### DATA
□ □ □ □

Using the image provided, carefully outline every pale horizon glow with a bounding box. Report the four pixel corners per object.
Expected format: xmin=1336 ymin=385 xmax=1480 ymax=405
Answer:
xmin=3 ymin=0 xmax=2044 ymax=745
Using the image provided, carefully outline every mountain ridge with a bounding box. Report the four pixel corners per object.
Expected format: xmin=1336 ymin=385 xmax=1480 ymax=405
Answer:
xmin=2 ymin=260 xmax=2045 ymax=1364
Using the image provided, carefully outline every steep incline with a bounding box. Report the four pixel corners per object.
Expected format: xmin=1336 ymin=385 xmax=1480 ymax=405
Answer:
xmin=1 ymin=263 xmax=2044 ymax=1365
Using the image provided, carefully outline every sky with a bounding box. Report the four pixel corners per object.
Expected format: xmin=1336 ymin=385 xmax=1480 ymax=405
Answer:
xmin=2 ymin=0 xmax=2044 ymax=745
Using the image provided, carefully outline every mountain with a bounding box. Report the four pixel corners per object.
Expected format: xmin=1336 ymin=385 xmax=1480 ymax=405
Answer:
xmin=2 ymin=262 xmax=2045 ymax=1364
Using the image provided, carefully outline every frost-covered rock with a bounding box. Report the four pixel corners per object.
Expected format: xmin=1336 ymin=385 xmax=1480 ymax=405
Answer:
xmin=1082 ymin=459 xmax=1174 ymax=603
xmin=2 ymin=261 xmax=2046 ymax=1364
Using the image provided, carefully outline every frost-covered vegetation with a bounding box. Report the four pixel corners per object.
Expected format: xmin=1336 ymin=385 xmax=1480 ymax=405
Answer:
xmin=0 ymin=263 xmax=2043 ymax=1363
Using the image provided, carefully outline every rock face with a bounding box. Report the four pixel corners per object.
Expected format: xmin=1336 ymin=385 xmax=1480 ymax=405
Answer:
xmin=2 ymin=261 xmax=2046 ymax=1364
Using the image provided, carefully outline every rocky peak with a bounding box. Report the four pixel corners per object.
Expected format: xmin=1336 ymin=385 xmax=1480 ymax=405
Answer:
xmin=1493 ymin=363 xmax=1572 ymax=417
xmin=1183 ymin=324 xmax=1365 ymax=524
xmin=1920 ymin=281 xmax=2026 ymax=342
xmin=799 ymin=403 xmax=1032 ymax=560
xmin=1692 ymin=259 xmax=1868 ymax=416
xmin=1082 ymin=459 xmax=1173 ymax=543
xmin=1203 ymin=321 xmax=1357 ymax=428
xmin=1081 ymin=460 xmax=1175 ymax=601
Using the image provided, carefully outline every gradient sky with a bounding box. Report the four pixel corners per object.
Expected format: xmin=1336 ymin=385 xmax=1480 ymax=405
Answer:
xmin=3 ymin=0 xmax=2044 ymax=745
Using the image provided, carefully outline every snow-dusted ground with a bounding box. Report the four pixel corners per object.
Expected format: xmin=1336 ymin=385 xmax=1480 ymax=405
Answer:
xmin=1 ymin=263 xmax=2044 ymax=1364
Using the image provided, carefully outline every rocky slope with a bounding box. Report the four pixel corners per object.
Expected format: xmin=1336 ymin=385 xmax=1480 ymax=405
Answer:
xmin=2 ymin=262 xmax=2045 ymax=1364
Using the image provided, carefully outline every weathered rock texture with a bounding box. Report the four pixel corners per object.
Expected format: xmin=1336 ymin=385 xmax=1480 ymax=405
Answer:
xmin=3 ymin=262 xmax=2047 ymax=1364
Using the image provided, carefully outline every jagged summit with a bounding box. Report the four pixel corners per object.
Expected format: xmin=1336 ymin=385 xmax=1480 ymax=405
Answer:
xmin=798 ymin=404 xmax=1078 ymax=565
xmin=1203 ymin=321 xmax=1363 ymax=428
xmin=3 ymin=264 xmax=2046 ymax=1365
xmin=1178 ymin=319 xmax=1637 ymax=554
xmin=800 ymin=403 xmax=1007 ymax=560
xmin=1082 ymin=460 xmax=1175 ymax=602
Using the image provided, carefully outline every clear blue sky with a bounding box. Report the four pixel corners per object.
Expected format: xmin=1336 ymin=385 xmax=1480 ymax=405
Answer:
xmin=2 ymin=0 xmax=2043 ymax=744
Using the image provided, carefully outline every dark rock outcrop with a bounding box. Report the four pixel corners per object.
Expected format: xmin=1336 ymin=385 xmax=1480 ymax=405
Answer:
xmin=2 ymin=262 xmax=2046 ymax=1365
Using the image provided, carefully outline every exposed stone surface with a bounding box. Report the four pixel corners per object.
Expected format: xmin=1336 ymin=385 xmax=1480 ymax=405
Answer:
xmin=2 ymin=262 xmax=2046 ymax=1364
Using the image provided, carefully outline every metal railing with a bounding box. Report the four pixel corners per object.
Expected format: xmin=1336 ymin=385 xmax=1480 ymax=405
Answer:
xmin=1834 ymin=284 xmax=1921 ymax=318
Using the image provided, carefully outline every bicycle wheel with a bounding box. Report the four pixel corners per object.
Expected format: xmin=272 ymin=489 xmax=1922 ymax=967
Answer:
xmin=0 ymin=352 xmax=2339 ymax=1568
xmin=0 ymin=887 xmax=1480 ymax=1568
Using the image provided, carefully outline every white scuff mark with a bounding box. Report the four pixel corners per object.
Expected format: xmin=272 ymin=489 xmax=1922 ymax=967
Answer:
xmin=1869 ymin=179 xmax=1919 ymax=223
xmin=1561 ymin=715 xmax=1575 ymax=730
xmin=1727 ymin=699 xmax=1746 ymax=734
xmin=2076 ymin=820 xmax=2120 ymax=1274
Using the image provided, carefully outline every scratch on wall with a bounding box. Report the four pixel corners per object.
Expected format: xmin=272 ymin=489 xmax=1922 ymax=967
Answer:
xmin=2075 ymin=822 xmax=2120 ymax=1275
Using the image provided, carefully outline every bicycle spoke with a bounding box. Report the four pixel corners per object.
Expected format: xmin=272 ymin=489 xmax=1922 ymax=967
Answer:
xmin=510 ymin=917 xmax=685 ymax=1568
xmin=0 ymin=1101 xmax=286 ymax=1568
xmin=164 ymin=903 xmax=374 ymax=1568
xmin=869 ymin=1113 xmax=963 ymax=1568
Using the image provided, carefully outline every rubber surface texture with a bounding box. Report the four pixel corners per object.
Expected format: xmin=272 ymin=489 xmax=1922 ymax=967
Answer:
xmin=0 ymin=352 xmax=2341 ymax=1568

□ □ □ □

### EXERCISE
The job is to copy each line from the material above that holds the word "frost".

### ANSWER TO THIS PROBLEM
Using the image provided, carefully outline every frost-covered rock with a bounding box. Report the four pixel corners per object.
Using the image provided, carefully outline every frost-covered vegetation with a bounding box. Report the four pixel corners per object.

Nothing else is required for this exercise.